## [WORK ORDER]
Since the copy must match the original, write out each record word for word, skipping only the pictures.

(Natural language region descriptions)
********************

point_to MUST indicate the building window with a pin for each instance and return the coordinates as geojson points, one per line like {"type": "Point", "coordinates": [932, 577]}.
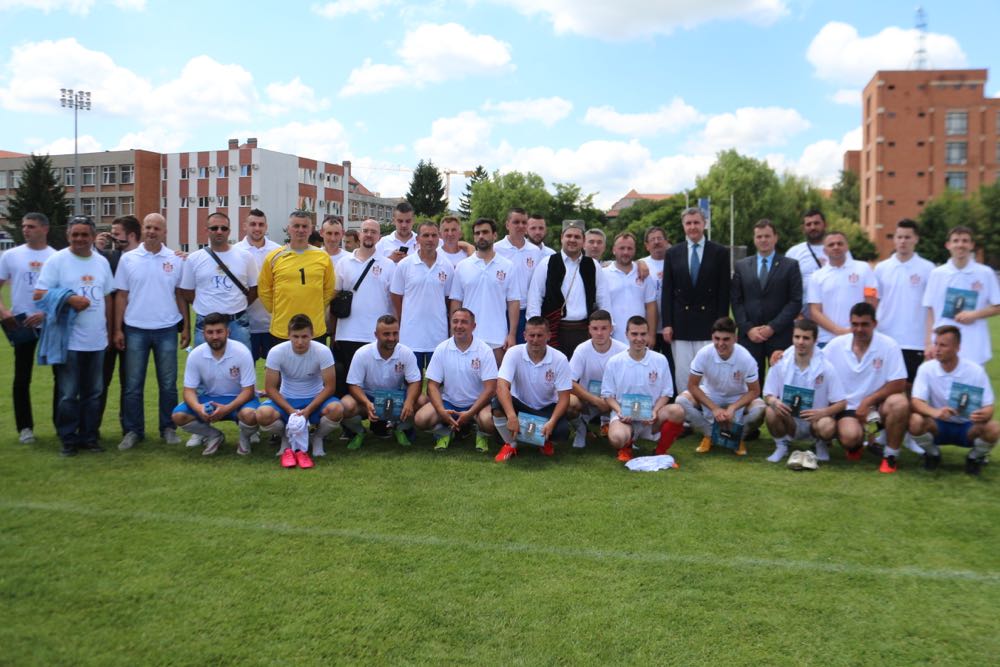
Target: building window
{"type": "Point", "coordinates": [956, 152]}
{"type": "Point", "coordinates": [955, 180]}
{"type": "Point", "coordinates": [956, 123]}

********************

## [RESULT OF THE EXERCISE]
point_to MUST indicate the building window with a pin for each instance and return the coordinates as geojson points, one per line like {"type": "Point", "coordinates": [932, 577]}.
Target: building window
{"type": "Point", "coordinates": [956, 152]}
{"type": "Point", "coordinates": [955, 180]}
{"type": "Point", "coordinates": [956, 123]}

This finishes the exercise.